任务说明 A:
根据环境自检 Notebook 回答：
(i) 说明文字提到它只会在当前内核中按需补齐哪些小组件？
(ii) REQ 中为 pyarrow 指定的版本号是多少？
(iii) 模块能成功导入时，ensure 函数会打印什么内容？
任务说明 B: 接着往下写环境自检 Notebook 的代码，从最后一行之后开始。

文档节选:

# 00 · Environment Check ✅

> 轻量环境自检与一键补齐。该 Notebook **不会**修改你的核心依赖，仅在当前内核按需补齐小组件（pyyaml/openpyxl/pyarrow等）。

In [1]:

# %% [bootstrap deps]
import sys, subprocess, importlib

REQ = {
    "yaml": "pyyaml==6.0.2",
    "openpyxl": "openpyxl==3.1.5",
    "pyarrow": "pyarrow==16.1.0",
    "joblib": "joblib==1.4.2",
    "seaborn": "seaborn==0.13.2"
}

def ensure(import_name: str, pip_spec: str):
    try:
        importlib.import_module(import_name)
        print(f"[ok] {import_name} already available")
        return
    except Exception:
        pass
    print(f"[setup] installing {pip_spec} ...")

所给数据:
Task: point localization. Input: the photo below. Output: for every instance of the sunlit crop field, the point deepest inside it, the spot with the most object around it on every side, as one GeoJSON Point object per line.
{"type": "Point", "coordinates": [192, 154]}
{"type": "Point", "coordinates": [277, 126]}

书面回答 A:
(i) pyyaml、openpyxl、pyarrow 等小组件。
(ii) 16.1.0。
(iii) 打印 f"[ok] {import_name} already available"，即在模块名后面加上 already available。

书面回答 B:
    r = subprocess.run(
        [sys.executable, "-m", "pip", "install", pip_spec, "-q", "--disable-pip-version-check", "--no-input"],
        capture_output=True, text=True
    )
    if r.returncode != 0:
        print("\n".join(r.stderr.splitlines()[-10:]))
        raise RuntimeError(f"pip install failed: {pip_spec}")
    importlib.invalidate_caches()
    importlib.import_module(import_name)
    print(f"[ok] {import_name} ready")

for imp, spec in REQ.items():
    ensure(imp, spec)
print("[done] dependency bootstrap complete.")


[ok] yaml already available
[ok] openpyxl already available
[ok] pyarrow already available
[ok] joblib already available
[setup] installing seaborn==0.13.2 ...
[ok] seaborn ready
[done] dependency bootstrap complete.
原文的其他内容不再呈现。